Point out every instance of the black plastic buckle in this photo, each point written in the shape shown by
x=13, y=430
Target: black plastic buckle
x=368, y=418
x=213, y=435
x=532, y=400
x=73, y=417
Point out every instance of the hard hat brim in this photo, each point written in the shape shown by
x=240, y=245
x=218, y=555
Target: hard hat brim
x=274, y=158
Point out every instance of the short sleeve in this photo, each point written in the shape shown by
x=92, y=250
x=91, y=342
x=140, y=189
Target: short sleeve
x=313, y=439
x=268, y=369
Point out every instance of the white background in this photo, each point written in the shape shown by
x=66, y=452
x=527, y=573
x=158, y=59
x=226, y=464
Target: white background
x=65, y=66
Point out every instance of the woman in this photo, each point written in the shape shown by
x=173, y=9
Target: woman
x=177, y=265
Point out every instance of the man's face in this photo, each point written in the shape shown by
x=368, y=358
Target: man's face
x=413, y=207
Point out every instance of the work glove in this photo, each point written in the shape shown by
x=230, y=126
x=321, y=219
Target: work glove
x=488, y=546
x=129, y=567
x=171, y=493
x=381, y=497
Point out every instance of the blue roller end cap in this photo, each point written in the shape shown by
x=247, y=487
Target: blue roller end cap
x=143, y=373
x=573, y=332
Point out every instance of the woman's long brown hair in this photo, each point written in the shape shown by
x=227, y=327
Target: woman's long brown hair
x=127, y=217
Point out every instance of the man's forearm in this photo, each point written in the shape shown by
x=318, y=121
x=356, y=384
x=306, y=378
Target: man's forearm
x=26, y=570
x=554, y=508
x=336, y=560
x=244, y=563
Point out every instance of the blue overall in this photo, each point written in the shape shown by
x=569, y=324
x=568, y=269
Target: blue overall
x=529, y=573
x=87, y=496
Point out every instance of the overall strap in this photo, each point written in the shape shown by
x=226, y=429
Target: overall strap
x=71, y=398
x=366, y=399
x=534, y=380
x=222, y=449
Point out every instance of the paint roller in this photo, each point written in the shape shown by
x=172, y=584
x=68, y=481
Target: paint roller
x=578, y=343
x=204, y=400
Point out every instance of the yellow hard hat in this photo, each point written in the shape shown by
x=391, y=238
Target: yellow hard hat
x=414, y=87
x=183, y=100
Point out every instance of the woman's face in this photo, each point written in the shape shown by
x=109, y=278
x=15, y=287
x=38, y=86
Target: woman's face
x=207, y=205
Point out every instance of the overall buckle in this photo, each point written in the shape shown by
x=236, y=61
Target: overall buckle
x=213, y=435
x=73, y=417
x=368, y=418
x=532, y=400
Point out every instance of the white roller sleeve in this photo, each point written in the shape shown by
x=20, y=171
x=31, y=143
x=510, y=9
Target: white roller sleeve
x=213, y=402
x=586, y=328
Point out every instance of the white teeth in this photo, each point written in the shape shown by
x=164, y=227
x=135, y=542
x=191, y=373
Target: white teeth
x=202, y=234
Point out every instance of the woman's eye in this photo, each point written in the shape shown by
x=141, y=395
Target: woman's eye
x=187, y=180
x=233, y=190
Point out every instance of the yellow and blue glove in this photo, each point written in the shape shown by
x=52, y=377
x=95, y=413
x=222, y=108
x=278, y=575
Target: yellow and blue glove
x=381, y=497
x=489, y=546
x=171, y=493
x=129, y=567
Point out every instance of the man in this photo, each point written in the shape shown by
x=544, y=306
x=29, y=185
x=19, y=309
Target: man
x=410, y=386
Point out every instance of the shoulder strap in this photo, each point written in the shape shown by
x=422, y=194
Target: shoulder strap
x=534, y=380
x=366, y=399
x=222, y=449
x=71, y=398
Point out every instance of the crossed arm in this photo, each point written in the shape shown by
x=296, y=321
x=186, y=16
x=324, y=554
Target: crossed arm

#### Problem:
Convert the lines above into a JSON list of strings with one string per line, omitting any blank lines.

#### Exercise answer:
[
  "Point out every instance of the black plastic buckle in this photo, each point written in the shape shown by",
  "x=13, y=430",
  "Target: black plastic buckle",
  "x=368, y=418",
  "x=213, y=435",
  "x=532, y=400",
  "x=73, y=417",
  "Point out every instance of the hard hat brim in this photo, each point written in the shape shown by",
  "x=240, y=245",
  "x=218, y=555",
  "Target: hard hat brim",
  "x=274, y=158",
  "Point out every instance of the short sleeve in this photo, each point written in the shape shown by",
  "x=92, y=250",
  "x=91, y=342",
  "x=140, y=189",
  "Target: short sleeve",
  "x=313, y=439",
  "x=268, y=369",
  "Point out every instance of the white background in this photo, each point written in the shape shown by",
  "x=66, y=452",
  "x=527, y=573",
  "x=158, y=59",
  "x=226, y=464",
  "Target: white background",
  "x=65, y=66",
  "Point out every instance of the woman in this photo, each point written in the shape shown by",
  "x=173, y=9",
  "Target: woman",
  "x=177, y=265",
  "Point out every instance of the man's face in this photo, each point written in the shape shown by",
  "x=368, y=358",
  "Target: man's face",
  "x=413, y=207",
  "Point out every instance of the work glove in this photo, each point written in the shape shown by",
  "x=230, y=126",
  "x=321, y=219",
  "Target: work glove",
  "x=488, y=546",
  "x=129, y=567",
  "x=171, y=493",
  "x=381, y=497",
  "Point out every instance of the blue roller end cap in this photo, each point written in the shape shown by",
  "x=247, y=487",
  "Target: blue roller end cap",
  "x=143, y=373",
  "x=573, y=332",
  "Point out every instance of the woman's long brown hair in this photo, each point written in the shape shown by",
  "x=227, y=327",
  "Target: woman's long brown hair",
  "x=127, y=217",
  "Point out every instance of the man's forearm in this photo, each point written in the shape shown by",
  "x=318, y=121",
  "x=356, y=384",
  "x=306, y=378",
  "Target: man's forearm",
  "x=26, y=570",
  "x=554, y=508",
  "x=336, y=560",
  "x=244, y=563",
  "Point out every instance of the blue overall in this photo, each point written in the shape shown by",
  "x=569, y=324",
  "x=568, y=269",
  "Target: blue overall",
  "x=529, y=573",
  "x=87, y=496",
  "Point out every instance of the overall strap in this photo, each point written in the shape shown by",
  "x=226, y=429",
  "Target: overall strap",
  "x=71, y=398",
  "x=366, y=399",
  "x=534, y=380",
  "x=222, y=449",
  "Point out every instance of the paint roller in this photo, each point written in the shape shown by",
  "x=172, y=584",
  "x=68, y=481",
  "Target: paint roller",
  "x=578, y=343",
  "x=204, y=400",
  "Point out every instance of the yellow hard hat in this photo, each point written in the shape shown by",
  "x=391, y=238",
  "Target: yellow hard hat",
  "x=414, y=87",
  "x=183, y=100",
  "Point out every instance of the woman's face in this photo, each point written in the shape shown by",
  "x=109, y=278",
  "x=15, y=287",
  "x=38, y=86",
  "Target: woman's face",
  "x=207, y=205",
  "Point out every instance of the overall buckle in this photo, each point written in the shape shown by",
  "x=236, y=61",
  "Target: overall buckle",
  "x=213, y=435",
  "x=73, y=417",
  "x=368, y=418",
  "x=532, y=400",
  "Point out every instance of the white roller sleeve in this photo, each point written in the shape shown by",
  "x=20, y=171",
  "x=31, y=143",
  "x=510, y=9",
  "Target: white roller sleeve",
  "x=213, y=402",
  "x=586, y=328",
  "Point out every instance of the white teeth in this photo, each point written in the shape shown by",
  "x=164, y=227",
  "x=135, y=542",
  "x=191, y=373",
  "Target: white teeth",
  "x=202, y=234",
  "Point out every instance of the woman's eye in this photo, each point written in the shape shown by",
  "x=141, y=395",
  "Target: woman's eye",
  "x=187, y=180",
  "x=233, y=190",
  "Point out every instance of the yellow and blue glove in this photo, each point written in the shape shown by",
  "x=52, y=377",
  "x=95, y=413",
  "x=222, y=108",
  "x=278, y=575",
  "Target: yellow and blue glove",
  "x=381, y=497",
  "x=489, y=546",
  "x=171, y=493",
  "x=129, y=567",
  "Point out every instance of the man in this photo, each point written in the shape shown by",
  "x=544, y=306",
  "x=29, y=185",
  "x=19, y=309",
  "Target: man",
  "x=410, y=386",
  "Point out every instance of the shoulder strap in this photo, each point written in the shape shown by",
  "x=422, y=194",
  "Target: shoulder strap",
  "x=534, y=380",
  "x=366, y=399",
  "x=222, y=449",
  "x=71, y=398",
  "Point out every instance of the crossed arm in this photo, each point written in the shape shown by",
  "x=296, y=321",
  "x=186, y=16",
  "x=324, y=554",
  "Target: crossed arm"
]